::: PROVIDED PASSAGE

Life sometimes brings with it things that you don’t understand and you find yourself asking the question – “Why is this happening to me anyway?” or another question, “Well, okay – what exactly do I write about?”

The great thing about these questions is – there is no “one” standard, single answer – because everyone’s answer is going to be different from the next person’s answer and – that my friend, is what makes each one of us unique and different.

Experiences in life usually occur through what we are “exposed to” in our everyday life or how we “respond to” those exposures – also unique to each individual.  So, write what you feel comfortable writing about in your journal.  “What have you heard about journaling – or even blogging – that makes you want to do it?

I use writing in my journal as, well – okay, “therapy or purging” of my brain from all the day’s experiences.  This allows me to visually go into – retrospective mode – takes over and allows me to reflect on those choices and results of those choices made throughout the day.

::::::

▶ YOUR INSTRUCTIONS
Write the next part of the essay on journaling, picking up after its final sentence.

::: EXCERPTED DATA

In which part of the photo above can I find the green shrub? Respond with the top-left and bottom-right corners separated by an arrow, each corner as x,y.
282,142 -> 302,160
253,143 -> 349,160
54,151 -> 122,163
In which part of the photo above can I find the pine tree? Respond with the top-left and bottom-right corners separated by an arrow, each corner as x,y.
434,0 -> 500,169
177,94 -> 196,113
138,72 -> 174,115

::::::
::: EXCERPTED DATA

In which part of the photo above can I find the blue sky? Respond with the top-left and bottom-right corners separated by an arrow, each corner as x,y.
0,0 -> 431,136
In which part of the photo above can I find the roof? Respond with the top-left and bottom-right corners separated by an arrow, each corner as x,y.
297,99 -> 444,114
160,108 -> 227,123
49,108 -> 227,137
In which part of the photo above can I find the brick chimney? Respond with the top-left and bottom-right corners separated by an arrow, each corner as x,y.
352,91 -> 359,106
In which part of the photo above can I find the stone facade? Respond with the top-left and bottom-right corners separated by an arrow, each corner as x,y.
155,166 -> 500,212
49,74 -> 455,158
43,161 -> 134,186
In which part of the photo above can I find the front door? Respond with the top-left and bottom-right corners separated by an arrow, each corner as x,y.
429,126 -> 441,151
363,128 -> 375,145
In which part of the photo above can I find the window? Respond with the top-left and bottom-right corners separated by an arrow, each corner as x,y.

::::::

▶ OUTPUT BELOW
Journaling is where you will find the answers to many of the questions you may have about your future and once you identify “those questions” – introspective mode – takes over and you’re able to focus on a clearer solution.  “Are you a proactive individual or a passive individual” – well, your future could depend on it, right?” 

 

Life’s Challenges

We all know that everyone experiences challenges in their life.  But, if you stop and think about it – everyone’s challenges are not the same – some are harder than others – some are easier than others.

The question posed here is – “How do we respond to these challenges?”  Yeah, but — everyone is going to respond differently right?  What we have to remember is “how we respond to life’s challenges” is the catalyst for growth and happiness.  Growth brings about confidence – confidence “sparks” us to keep going – and sparks “ignite” a fire that lights the way to success and happiness.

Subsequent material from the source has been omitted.